Task >>
All of the entries must be output exactly as they are.

Source information >>
··········

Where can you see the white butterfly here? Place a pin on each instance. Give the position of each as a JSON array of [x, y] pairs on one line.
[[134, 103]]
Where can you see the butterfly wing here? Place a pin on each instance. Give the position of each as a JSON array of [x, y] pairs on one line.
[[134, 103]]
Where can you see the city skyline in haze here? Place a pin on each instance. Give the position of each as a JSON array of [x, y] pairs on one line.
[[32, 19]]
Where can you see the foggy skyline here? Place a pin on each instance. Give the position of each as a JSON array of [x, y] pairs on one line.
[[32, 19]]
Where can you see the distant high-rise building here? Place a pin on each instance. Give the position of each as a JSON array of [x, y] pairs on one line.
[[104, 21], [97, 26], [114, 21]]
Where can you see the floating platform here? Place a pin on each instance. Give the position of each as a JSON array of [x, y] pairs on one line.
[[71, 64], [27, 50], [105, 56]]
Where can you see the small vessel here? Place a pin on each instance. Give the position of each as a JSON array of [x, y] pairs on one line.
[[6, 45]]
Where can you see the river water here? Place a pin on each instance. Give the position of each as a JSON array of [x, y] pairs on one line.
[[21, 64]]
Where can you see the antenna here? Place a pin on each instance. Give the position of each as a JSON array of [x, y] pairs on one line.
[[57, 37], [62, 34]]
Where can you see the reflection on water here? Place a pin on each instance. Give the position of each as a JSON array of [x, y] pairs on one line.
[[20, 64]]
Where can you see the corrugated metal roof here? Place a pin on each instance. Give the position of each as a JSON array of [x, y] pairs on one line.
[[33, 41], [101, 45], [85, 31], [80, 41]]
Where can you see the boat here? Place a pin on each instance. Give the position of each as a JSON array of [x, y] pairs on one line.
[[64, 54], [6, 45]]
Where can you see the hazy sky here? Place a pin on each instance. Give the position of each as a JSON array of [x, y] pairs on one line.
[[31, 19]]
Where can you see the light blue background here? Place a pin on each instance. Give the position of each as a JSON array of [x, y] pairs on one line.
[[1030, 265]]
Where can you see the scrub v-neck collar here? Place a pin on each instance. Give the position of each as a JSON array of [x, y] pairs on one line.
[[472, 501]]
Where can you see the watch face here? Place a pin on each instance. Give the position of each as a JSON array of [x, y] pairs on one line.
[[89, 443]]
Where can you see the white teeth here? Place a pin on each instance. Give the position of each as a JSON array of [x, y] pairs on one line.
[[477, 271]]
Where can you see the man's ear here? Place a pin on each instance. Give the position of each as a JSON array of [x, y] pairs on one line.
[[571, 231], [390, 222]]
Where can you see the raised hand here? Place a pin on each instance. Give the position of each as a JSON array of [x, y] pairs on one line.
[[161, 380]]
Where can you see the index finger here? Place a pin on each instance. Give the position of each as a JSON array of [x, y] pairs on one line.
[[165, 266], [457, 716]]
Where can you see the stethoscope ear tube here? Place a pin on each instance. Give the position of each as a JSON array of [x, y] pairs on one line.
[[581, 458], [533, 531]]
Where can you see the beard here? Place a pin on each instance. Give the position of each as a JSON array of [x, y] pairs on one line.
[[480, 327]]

··········

Answer section >>
Where can you see the white butterfly here? Place a pin on each instance. Give the position of each as a JSON array of [x, y] pairs on one line.
[[134, 103]]
Where can you see the butterfly wing here? Place a pin on each instance. Give the position of each as a JSON array of [x, y] pairs on one line.
[[134, 103]]
Where can you see the city skyline in haze here? Place a pin on each instance. Give the position of each as a JSON array of [x, y] pairs on one line.
[[32, 19]]
Where can you see the foggy skyline here? Place a pin on each instance. Give the position of each as a JSON array of [x, y] pairs on one line.
[[32, 19]]
Where can you see the distant high-rise building here? Place a pin on each instance. Give the position of each as a JSON array of [x, y] pairs on one line.
[[104, 21], [97, 26], [114, 21]]
Where can you see the floating platform here? Place a pin on each instance. Give the position of each as a JSON array of [x, y] pairs on one line.
[[71, 64], [27, 50], [105, 56]]
Where can you see the small vessel here? Place a pin on each instance. Give the position of each as a JSON array of [x, y] pairs on one line.
[[6, 45]]
Where can you see the river water here? Place a pin on each instance. Give the position of each as a JSON array of [x, y] pairs on one line.
[[21, 64]]
Where can you see the antenna here? Place a pin on each instance. Give the position of each as a JSON array of [x, y] pairs on one line.
[[57, 37], [62, 34]]
Where can you see the reflection on water here? Place a pin on each instance. Give the position of each as a JSON array of [x, y] pairs on one line.
[[20, 64]]
Where can you see the corrugated metal roof here? Place a pin on each instance. Give the position of each as a JSON array of [x, y] pairs on one line.
[[33, 41], [101, 45], [85, 31], [80, 41]]
Where can you see the boat here? Place a pin on each instance. Give the position of each as a JSON array of [x, y] pairs on one line.
[[64, 54], [6, 45]]
Where can you see the hazy sky here? Place a pin on each instance. Give the position of each as a JSON array of [x, y] pairs on one line.
[[31, 19]]
Where can you see the light blue background here? Place a pin on each instance. Give the position of each as a JSON array of [x, y] pairs on one line.
[[1030, 265]]
Where can you see the scrub v-neck collar here? Place a pin on each instance. Give the position of each as a JSON array of [x, y] pairs on one line.
[[472, 501]]
Where can you see the watch face here? Place a pin on each instance. Give the position of each as a JSON array of [x, y] pairs on one line.
[[89, 443]]
Where can you see the white teeth here? Place a pin on each instance. Give the position of each as a JSON array of [x, y] pairs on one line.
[[477, 271]]
Where can you see the man's ear here? Place a pin on each instance. Give the position of each as a JSON array of [x, y] pairs on one line.
[[571, 231], [390, 222]]
Where can you see the raised hand here? Place a pin on each instance. Give the position of each as a JSON array of [x, y] pairs on one line.
[[161, 380]]
Where can you see the index finger here? Place a pin on each instance. Give the position of each as a JSON array of [x, y] pairs on one line.
[[165, 266], [457, 716]]
Where can you see the stethoscope ear tube here? Place a pin on each instance. Give the position of each as a JSON array of [x, y] pairs on one line.
[[581, 458], [533, 531]]
Where can you see the beard here? Place a pin on each instance. Give the position of each as a JSON array of [x, y] pairs on one line.
[[480, 327]]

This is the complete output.